## Start The data
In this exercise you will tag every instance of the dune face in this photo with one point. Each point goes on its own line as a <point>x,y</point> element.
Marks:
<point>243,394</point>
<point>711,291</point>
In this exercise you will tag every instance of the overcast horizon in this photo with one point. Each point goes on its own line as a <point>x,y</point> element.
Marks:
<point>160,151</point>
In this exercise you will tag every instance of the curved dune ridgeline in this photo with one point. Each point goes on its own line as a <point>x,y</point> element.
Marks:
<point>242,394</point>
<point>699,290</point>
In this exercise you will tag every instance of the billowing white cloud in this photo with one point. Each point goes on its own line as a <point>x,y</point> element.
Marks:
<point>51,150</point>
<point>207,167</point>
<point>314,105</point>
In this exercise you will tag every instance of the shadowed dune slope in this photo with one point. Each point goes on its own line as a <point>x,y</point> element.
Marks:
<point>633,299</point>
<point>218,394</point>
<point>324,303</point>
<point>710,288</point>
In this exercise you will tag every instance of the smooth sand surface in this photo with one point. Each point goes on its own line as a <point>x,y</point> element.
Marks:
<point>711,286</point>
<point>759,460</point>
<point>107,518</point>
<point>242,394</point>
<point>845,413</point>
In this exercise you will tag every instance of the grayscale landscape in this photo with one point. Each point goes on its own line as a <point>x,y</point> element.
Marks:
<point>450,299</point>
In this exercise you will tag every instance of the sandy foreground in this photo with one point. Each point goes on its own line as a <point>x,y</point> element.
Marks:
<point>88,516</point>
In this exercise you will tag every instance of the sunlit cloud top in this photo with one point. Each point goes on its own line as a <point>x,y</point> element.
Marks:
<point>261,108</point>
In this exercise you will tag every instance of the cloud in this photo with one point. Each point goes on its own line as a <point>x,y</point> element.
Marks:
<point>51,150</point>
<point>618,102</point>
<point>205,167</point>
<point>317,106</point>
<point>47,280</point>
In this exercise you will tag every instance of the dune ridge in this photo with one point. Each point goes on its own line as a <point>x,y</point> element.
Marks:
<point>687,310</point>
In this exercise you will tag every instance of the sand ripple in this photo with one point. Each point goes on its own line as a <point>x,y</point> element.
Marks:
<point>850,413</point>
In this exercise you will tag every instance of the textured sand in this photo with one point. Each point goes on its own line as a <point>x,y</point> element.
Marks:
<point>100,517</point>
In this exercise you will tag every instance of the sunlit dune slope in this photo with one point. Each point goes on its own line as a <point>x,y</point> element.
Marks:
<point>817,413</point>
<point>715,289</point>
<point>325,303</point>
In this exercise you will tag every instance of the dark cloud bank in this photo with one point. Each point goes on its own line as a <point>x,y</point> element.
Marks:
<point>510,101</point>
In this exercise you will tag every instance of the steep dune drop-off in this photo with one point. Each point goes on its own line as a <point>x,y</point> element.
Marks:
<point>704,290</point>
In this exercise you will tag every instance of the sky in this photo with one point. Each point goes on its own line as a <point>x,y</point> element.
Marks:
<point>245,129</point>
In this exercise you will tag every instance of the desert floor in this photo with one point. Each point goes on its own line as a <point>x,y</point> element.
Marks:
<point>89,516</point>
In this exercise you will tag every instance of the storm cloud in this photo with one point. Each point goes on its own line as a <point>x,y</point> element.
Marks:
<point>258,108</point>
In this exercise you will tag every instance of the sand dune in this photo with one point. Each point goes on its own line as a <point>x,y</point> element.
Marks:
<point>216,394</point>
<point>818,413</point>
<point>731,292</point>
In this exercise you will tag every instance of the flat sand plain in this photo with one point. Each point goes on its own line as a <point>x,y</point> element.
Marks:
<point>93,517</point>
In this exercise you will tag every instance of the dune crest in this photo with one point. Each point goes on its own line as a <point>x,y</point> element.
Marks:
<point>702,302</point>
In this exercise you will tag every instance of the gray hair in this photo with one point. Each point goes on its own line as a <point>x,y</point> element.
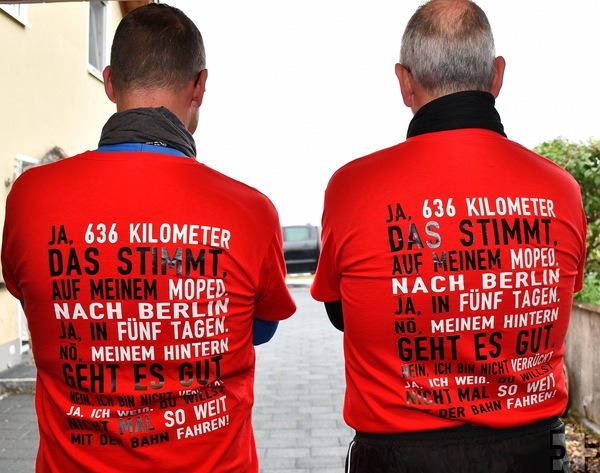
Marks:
<point>448,47</point>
## End The data
• [Your goal]: Copy out all of the entries above word for word, leaving out the pictures.

• [Written solution]:
In this exercise you will tag every instance of the dune face in this photo with one point. Each point goes on its own line as a <point>x,y</point> element.
Marks:
<point>243,394</point>
<point>711,291</point>
In this exercise you will tag every instance of the overcast horizon in this photo with one point. Each point goes on its own line as a <point>x,y</point> element.
Marks:
<point>160,151</point>
In this exercise you will tag every instance of the curved dune ridgeline in this photo with one point. Each point goes on its own line as a <point>x,y</point> element.
Marks:
<point>242,394</point>
<point>699,290</point>
In this exercise you will tag every instance of the billowing white cloud in this photo with one point. Each point goes on its own line as a <point>x,y</point> element.
Marks:
<point>51,150</point>
<point>207,167</point>
<point>314,105</point>
In this exercise you will tag every instance of the shadowed dune slope in this photo with one point. Each point goes on its own line as a <point>x,y</point> element.
Marks:
<point>633,299</point>
<point>218,394</point>
<point>324,303</point>
<point>710,288</point>
In this exercise you will tag every instance of the smooth sand surface in this photo with one point. Each point goes on its own line as a <point>x,y</point> element.
Marks:
<point>711,286</point>
<point>759,460</point>
<point>107,518</point>
<point>242,394</point>
<point>845,413</point>
In this exercise you will tag every instance of the grayscale landscape in this photo with one point. Each point goes on its own line as a <point>x,y</point> element.
Marks:
<point>450,299</point>
In this exercise you will tag every instance of the sandy foreground in this photo with one point. Each point goes on its own line as a <point>x,y</point> element.
Marks:
<point>88,516</point>
In this exercise you will tag every instance of the sunlit cloud top in this photo with one point. Each point goes on its own line as a <point>x,y</point> element.
Marks:
<point>261,108</point>
In this exercise you will tag every instance of the cloud in this photo with one point. Each point goes on its own line as a <point>x,y</point> element.
Marks:
<point>51,150</point>
<point>618,102</point>
<point>205,167</point>
<point>317,106</point>
<point>47,280</point>
In this exercise you will tag every instance of the dune ridge in this photo with one point. Each point goes on its own line as a <point>x,y</point> element.
Marks:
<point>687,310</point>
In this exercise you will tag every instance of the sand ripple in this photo with one point. Each point goes on its own line as a <point>x,y</point> element.
Marks:
<point>850,413</point>
In this exercise you will tag every instance of the textured sand in this photo with one point. Each point goes on its own line as a <point>x,y</point> element.
Marks:
<point>100,517</point>
In this exercise you will tag every instance of the sunlit dune slope in this photo with one point. Each point goes on its own line as a <point>x,y</point> element.
Marks:
<point>817,413</point>
<point>715,289</point>
<point>325,303</point>
In this exercise you will tag every instance of the dark cloud bank in this photo with one point. Each point goes on its own line as a <point>x,y</point> element.
Marks:
<point>510,101</point>
In this exercise you will tag every instance of the steep dune drop-off in this photo with one point. Each point goes on its own line as a <point>x,y</point> element.
Marks:
<point>704,290</point>
In this exercise you will tag every instance of the sky in this photo with one point. Each point goes on its own line as a <point>x,y</point> element.
Marks:
<point>245,129</point>
In this exercise you will tag every instance of the desert floor in this photo with one point. Each point goes on its own line as a <point>x,y</point> element.
Marks:
<point>89,516</point>
In this exercise you will tag every instance of the storm cloud in this photo with one point. Each point goes on its own line as a <point>x,y</point> element.
Marks:
<point>258,108</point>
In this exercise you will tag every instance of the sand dune in this photo with one point. Each point goes on its own line as a <point>x,y</point> element.
Marks:
<point>216,394</point>
<point>818,413</point>
<point>731,292</point>
In this exercise you will tag every instance of the flat sand plain in this photo with one point. Each point goes on its own line as a <point>x,y</point> element.
Marks:
<point>93,517</point>
In this exercise you will tag every instance of the dune crest in this photo with one point. Each point goes on its own line as a <point>x,y</point> element.
Marks:
<point>702,302</point>
In this exercise you will tag every instance of the gray hair in this photo with one point. Each point goes on its own line as a <point>x,y</point> element.
Marks:
<point>448,47</point>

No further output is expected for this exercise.